Content starts

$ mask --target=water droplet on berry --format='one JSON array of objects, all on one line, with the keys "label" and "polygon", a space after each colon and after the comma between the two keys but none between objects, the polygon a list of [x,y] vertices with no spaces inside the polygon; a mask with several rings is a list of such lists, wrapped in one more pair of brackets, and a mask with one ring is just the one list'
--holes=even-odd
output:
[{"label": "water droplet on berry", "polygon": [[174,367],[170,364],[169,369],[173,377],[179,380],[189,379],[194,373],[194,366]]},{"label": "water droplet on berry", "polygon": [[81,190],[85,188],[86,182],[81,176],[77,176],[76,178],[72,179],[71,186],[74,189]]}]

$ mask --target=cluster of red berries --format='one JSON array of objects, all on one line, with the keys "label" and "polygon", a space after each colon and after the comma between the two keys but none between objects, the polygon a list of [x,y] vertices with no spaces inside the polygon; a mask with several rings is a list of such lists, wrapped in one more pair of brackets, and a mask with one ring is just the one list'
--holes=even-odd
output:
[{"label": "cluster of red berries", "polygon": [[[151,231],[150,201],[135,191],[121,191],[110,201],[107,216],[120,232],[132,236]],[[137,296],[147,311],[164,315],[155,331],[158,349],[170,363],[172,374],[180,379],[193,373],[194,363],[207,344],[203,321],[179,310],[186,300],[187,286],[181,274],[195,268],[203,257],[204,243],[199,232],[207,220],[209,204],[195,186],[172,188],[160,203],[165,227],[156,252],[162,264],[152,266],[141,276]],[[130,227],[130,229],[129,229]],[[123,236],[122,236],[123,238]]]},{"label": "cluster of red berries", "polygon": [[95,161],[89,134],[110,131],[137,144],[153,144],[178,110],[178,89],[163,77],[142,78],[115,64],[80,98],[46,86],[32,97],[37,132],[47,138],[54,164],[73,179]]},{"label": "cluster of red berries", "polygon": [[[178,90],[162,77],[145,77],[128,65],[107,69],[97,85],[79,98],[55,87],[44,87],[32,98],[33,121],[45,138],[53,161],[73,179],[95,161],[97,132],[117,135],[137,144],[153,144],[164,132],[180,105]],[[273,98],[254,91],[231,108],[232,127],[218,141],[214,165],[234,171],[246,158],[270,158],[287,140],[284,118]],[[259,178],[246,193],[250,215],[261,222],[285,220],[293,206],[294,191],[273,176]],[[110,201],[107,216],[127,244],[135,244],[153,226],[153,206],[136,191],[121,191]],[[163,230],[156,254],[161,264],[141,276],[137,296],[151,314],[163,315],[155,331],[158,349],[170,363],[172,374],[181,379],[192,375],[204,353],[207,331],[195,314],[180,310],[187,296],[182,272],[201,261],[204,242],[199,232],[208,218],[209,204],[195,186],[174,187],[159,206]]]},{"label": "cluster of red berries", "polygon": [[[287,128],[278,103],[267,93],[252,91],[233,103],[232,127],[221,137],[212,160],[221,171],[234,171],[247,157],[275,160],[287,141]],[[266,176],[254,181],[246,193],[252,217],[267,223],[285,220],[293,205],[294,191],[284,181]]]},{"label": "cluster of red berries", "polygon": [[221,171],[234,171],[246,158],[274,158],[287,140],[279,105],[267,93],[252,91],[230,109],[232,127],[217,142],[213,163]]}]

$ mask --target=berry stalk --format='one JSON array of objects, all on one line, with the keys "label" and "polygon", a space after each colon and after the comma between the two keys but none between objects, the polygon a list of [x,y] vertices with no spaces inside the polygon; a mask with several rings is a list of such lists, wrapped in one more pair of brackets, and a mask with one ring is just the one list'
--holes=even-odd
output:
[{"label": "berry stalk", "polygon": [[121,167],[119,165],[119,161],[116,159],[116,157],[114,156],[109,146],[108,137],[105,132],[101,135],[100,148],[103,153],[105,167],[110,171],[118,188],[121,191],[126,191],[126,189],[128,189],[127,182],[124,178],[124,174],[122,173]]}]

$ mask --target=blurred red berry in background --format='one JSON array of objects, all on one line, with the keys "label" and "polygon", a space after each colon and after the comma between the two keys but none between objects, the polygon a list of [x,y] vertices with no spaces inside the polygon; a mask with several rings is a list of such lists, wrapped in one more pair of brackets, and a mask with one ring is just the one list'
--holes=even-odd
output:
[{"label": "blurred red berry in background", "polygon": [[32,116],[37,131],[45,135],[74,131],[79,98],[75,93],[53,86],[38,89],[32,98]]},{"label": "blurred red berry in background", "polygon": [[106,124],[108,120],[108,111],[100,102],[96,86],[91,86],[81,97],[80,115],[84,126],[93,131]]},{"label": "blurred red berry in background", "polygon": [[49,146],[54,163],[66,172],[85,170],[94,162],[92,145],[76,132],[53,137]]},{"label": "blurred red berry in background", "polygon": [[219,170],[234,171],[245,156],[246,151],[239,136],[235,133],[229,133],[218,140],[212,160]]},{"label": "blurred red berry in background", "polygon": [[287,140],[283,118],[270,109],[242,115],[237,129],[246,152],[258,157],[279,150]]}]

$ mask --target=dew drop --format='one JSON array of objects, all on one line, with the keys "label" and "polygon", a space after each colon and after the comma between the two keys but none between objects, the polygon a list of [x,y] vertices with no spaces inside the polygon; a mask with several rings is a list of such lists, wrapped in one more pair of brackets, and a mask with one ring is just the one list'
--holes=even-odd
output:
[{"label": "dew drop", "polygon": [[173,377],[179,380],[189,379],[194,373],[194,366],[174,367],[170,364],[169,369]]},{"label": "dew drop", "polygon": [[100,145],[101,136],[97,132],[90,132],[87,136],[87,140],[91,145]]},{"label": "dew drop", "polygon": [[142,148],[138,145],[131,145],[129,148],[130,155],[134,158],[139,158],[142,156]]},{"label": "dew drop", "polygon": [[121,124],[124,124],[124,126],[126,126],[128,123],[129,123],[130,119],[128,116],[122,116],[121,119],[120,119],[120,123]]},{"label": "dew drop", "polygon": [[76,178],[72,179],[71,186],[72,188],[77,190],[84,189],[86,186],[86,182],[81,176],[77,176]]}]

Content ends

What is being asked: Quote all of the entries exactly as they appear.

Result:
$ mask --target=water droplet on berry --format='one JSON array of objects, all on one line, with the keys "label" and "polygon", a space after each colon and after the comma between the two keys but none between objects, the polygon a list of [x,y] vertices with no spaces inside the polygon; a mask with several rings is a list of such lists, wrapped in one more pair of brackets, and a mask with one ring is just the one list'
--holes=even-odd
output:
[{"label": "water droplet on berry", "polygon": [[174,367],[170,364],[169,369],[173,377],[179,380],[189,379],[194,373],[194,366]]},{"label": "water droplet on berry", "polygon": [[81,190],[85,188],[86,182],[81,176],[77,176],[76,178],[72,179],[71,186],[74,189]]}]

$ mask --target=cluster of red berries --format='one JSON array of objects, all on one line, with the keys "label" and "polygon", a space after each colon and after the comma between the two keys but none between objects, the polygon a list of [x,y] vertices with no spaces inside the polygon; a mask with several rings is a list of such lists, wrapped in one more pair of brackets, and a mask with one ring is just the one list'
--holes=even-odd
output:
[{"label": "cluster of red berries", "polygon": [[[151,231],[150,201],[135,191],[121,191],[110,201],[107,216],[120,232],[132,236]],[[137,296],[147,311],[164,315],[155,331],[158,349],[170,363],[172,374],[180,379],[193,373],[194,363],[207,344],[203,321],[179,310],[186,300],[187,286],[181,274],[195,268],[203,257],[204,243],[199,232],[207,220],[209,204],[195,186],[172,188],[160,203],[165,227],[156,252],[162,264],[152,266],[141,276]],[[130,227],[130,229],[129,229]],[[123,236],[122,236],[123,238]]]},{"label": "cluster of red berries", "polygon": [[95,161],[89,134],[110,131],[137,144],[153,144],[178,110],[178,89],[163,77],[142,78],[115,64],[80,98],[46,86],[32,97],[37,132],[47,138],[54,164],[73,179]]},{"label": "cluster of red berries", "polygon": [[[178,90],[162,77],[145,77],[128,65],[107,69],[97,85],[79,98],[55,87],[44,87],[32,98],[33,121],[45,138],[53,161],[73,179],[95,161],[97,132],[117,135],[137,144],[153,144],[164,132],[180,105]],[[273,98],[254,91],[231,108],[232,127],[218,141],[214,165],[234,171],[246,158],[270,158],[287,140],[284,118]],[[259,178],[246,193],[250,215],[261,222],[285,220],[293,206],[294,191],[273,176]],[[110,201],[107,216],[127,244],[135,244],[153,226],[153,206],[136,191],[121,191]],[[163,230],[156,254],[161,264],[141,276],[137,296],[151,314],[163,315],[155,331],[158,349],[170,363],[172,374],[181,379],[192,375],[204,353],[207,331],[195,314],[180,310],[187,296],[182,272],[201,261],[204,242],[199,232],[208,218],[209,204],[195,186],[174,187],[159,206]]]},{"label": "cluster of red berries", "polygon": [[[287,128],[278,103],[267,93],[252,91],[233,103],[232,127],[221,137],[212,160],[221,171],[234,171],[247,157],[275,160],[287,141]],[[266,176],[254,181],[246,193],[252,217],[267,223],[285,220],[293,205],[294,191],[284,181]]]},{"label": "cluster of red berries", "polygon": [[221,171],[234,171],[246,158],[274,158],[287,140],[279,105],[267,93],[252,91],[230,109],[232,127],[217,142],[213,163]]}]

$ mask --target=berry stalk --format='one JSON array of objects, all on one line, with the keys "label" and "polygon", a space after each colon and after the comma between the two keys but none between objects, the polygon a list of [x,y] vertices with no spaces inside the polygon; a mask with several rings is a list of such lists, wrapped in one more pair of brackets, and a mask with one ring is just the one list'
--holes=even-odd
output:
[{"label": "berry stalk", "polygon": [[121,167],[119,165],[119,161],[116,159],[116,157],[114,156],[109,146],[108,137],[105,132],[101,135],[100,148],[103,153],[105,167],[110,171],[118,188],[121,191],[126,191],[126,189],[128,189],[127,182],[124,178],[124,174],[122,173]]}]

$ mask --target=blurred red berry in background --format='one JSON array of objects, all on one line, with the keys "label" and "polygon", a space after each colon and after the comma between the two keys but none between objects, the polygon a list of [x,y] vertices with no spaces inside the polygon; a mask with several rings is a list of such lists, wrapped in one more pair of brackets, and a mask with one ring is just the one list'
--holes=even-odd
output:
[{"label": "blurred red berry in background", "polygon": [[32,116],[37,131],[45,135],[74,131],[79,98],[75,93],[53,86],[38,89],[32,98]]},{"label": "blurred red berry in background", "polygon": [[106,124],[108,120],[108,111],[100,102],[96,86],[91,86],[81,97],[80,115],[84,126],[93,131]]},{"label": "blurred red berry in background", "polygon": [[49,146],[54,163],[66,172],[85,170],[94,162],[92,145],[76,132],[53,137]]},{"label": "blurred red berry in background", "polygon": [[219,170],[234,171],[245,156],[246,151],[239,136],[235,133],[229,133],[218,140],[212,160]]},{"label": "blurred red berry in background", "polygon": [[287,140],[283,118],[270,109],[242,115],[237,129],[246,152],[258,157],[279,150]]}]

$ mask --target=dew drop --format='one JSON array of objects, all on one line, with the keys "label" and "polygon", a space after each colon and after the comma between the two keys but none between objects, the polygon a list of [x,y] vertices with no spaces inside the polygon; a mask with several rings is a list of such lists, wrapped in one more pair of brackets, and a mask with one ring is just the one list'
--holes=even-odd
output:
[{"label": "dew drop", "polygon": [[173,377],[179,380],[189,379],[194,373],[194,366],[174,367],[170,364],[169,369]]},{"label": "dew drop", "polygon": [[100,145],[101,136],[97,132],[90,132],[87,136],[87,140],[91,145]]},{"label": "dew drop", "polygon": [[142,148],[138,145],[131,145],[129,148],[130,155],[134,158],[139,158],[142,156]]},{"label": "dew drop", "polygon": [[121,124],[124,124],[124,126],[126,126],[128,123],[129,123],[130,119],[128,116],[122,116],[121,119],[120,119],[120,123]]},{"label": "dew drop", "polygon": [[76,178],[72,179],[71,186],[72,188],[77,190],[84,189],[86,186],[86,182],[81,176],[77,176]]}]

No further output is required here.